__EXERCISE REQUIREMENTS__:
[1] In the photography week-in-review post, how much does Lomography's Konstrucktor cost?
[2] Write out the part of the photography week-in-review post that opens with the words containing "Photography Week in Review - June" and closes with "X Vario here.".
[3] Go on with the photography week-in-review post from where it stops.
-- start TEXT SEGMENT --
Monday, June 17, 2013

Photography Week in Review - June 10-16

I hope you had a great week; it was an interesting week in the world of photography with a few product launches, more Kodak news and of course new episodes of my favorite podcasts.  Here’s your photography week in review for June 10-16.

Leica releases new camera 
A couple of weeks ago I mentioned that Leica was going to be making a new product announcement.  Well, June 11 came and went and there is now a new camera in Leica’s line up.  It’s called the Leica X Vario.  Leica had been teasing the product as a “Mini-M;” however, it’s not a new M series camera.  It was simply modeled after the M.  The X Vario is a compact camera with a f/3.5 autofocus zoom lens that also allows you to record full-HD video.  The camera was not a favorite among the Leica fans I follow on Twitter.  What do you think?  Read more about the X Vario here.
Lomography goes the DIY route with the Konstrucktor
While we’re on the topic of new product releases, Lomography released their newest camera.  They had been teasing it for the past few weeks and my guess was that it was a 35mm SLR system.  Well, I was close.  It’s actually a DIY 35mm camera.  Lomography is touting it as the world’s first DIY 35mm camera and they’re marketing the educational benefits of assembling your own camera, allowing the "builder" to truly learn about the analogue photography process. The camera takes 35mm film, has an unbelievably slow  50mm f/10 lens with a shutter speed of 1/80 sec.  It has multiple exposure function and focuses from .5m to infinity.  The surprising thing about this camera is that it’s only $35.  The initial results from the camera are fairly sharp and are missing the major light leaks or other quirks usually associated with Lomography’s product line.  It will be interesting to see the results once more individuals get their hands on the camera.  Learn more about the Konstrucktor here or pick one up here.
-- end TEXT SEGMENT --
-- start MATERIAL --
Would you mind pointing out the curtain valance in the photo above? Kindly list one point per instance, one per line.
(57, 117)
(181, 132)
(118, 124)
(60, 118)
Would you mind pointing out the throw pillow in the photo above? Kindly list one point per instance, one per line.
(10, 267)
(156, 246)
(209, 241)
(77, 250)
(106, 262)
-- end MATERIAL --
-- start MATERIAL --
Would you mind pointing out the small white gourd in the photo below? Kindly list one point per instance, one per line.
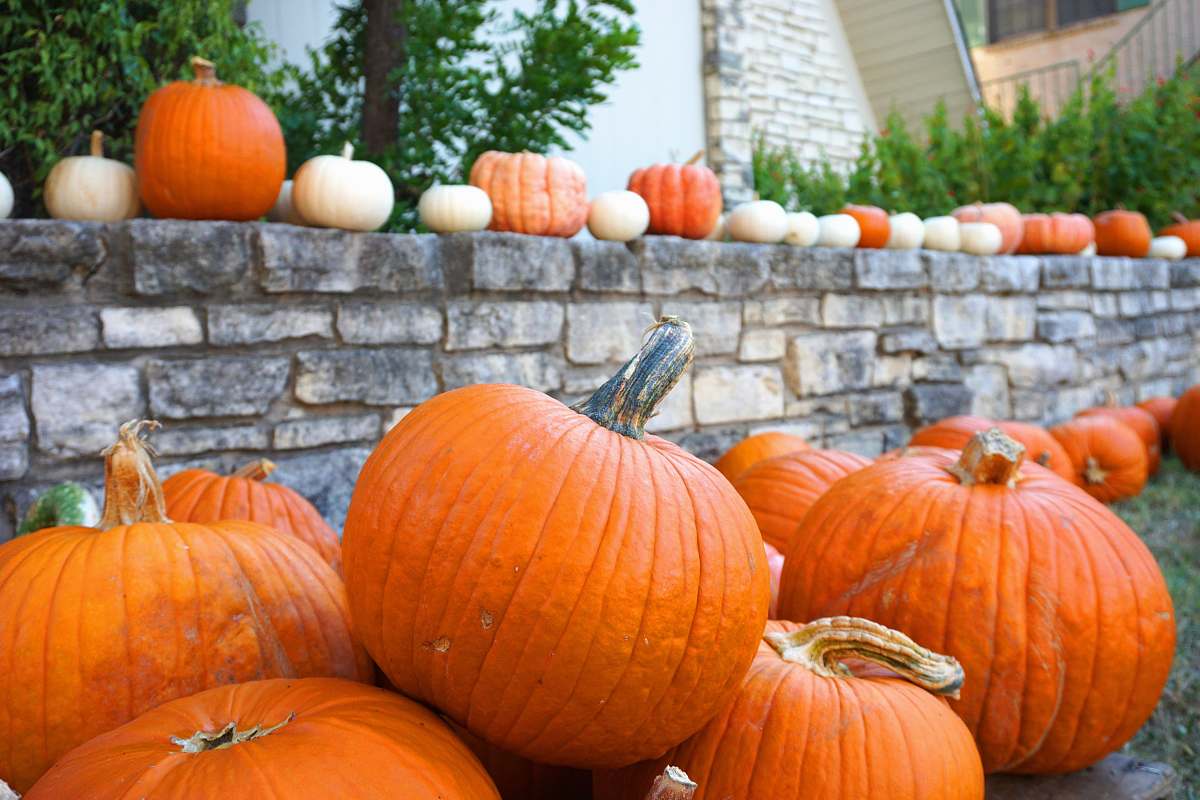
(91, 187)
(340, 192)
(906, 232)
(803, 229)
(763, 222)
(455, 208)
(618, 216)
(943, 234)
-- end MATERIAL --
__ANSWERS FOR THE TASKS__:
[1] $35.

[2]
Photography Week in Review - June 10-16

I hope you had a great week; it was an interesting week in the world of photography with a few product launches, more Kodak news and of course new episodes of my favorite podcasts.  Here’s your photography week in review for June 10-16.

Leica releases new camera 
A couple of weeks ago I mentioned that Leica was going to be making a new product announcement.  Well, June 11 came and went and there is now a new camera in Leica’s line up.  It’s called the Leica X Vario.  Leica had been teasing the product as a “Mini-M;” however, it’s not a new M series camera.  It was simply modeled after the M.  The X Vario is a compact camera with a f/3.5 autofocus zoom lens that also allows you to record full-HD video.  The camera was not a favorite among the Leica fans I follow on Twitter.  What do you think?  Read more about the X Vario here.

[3]
Kodak Stopping Production of Film Acetate Base
From product launches to product discontinuations.  Last week, Kodak announced that it was discontinuing the in-house production of cellulose acetate which will result in the cutting of 61 jobs.  Kodak has been in financial troubles for awhile and sold off it’s film division earlier this year.  They’re trying to emerge from bankruptcy as a leaner company with the ability to make a profit, but as it stands right now, I don’t see how they can be successful with the product line they’ve chosen to stand behind.  Kodak claims that they will continue to produce film and that they’ll be looking at external suppliers for the film acetate base once they run out of existing stock.  I like a few of Kodak’s film stocks, but at this point, I want to support a company, like Ilford, that truly believes in film.  Read more about Kodak’s changes here or here.
FPP Releases New Podcast
One group that will always support Kodak for as long as they’re around is the Film Photography Project.  They just released their second podcast of June and this time they’re joined by long time listener and contributor Darren “Pancho Ballard” Riley and his new wife Rebecca.  John Fedele and Leslie Lazenby also join the podcast and topics such as scanning film, New York street photography and listener letters are covered.  Check out the podcast and show notes here.
Pdexposures Intermission
It’s officially not a photography week in review post if I don’t mention the Pdexposures gang.  They released their fourth “Intermission” podcast and this time the topic is the Pdexposures meet-up that took place in Seattle back in May.  Nate brought along a mic and recorder and recorded interviews with some of the participants.  Check out the intermission here.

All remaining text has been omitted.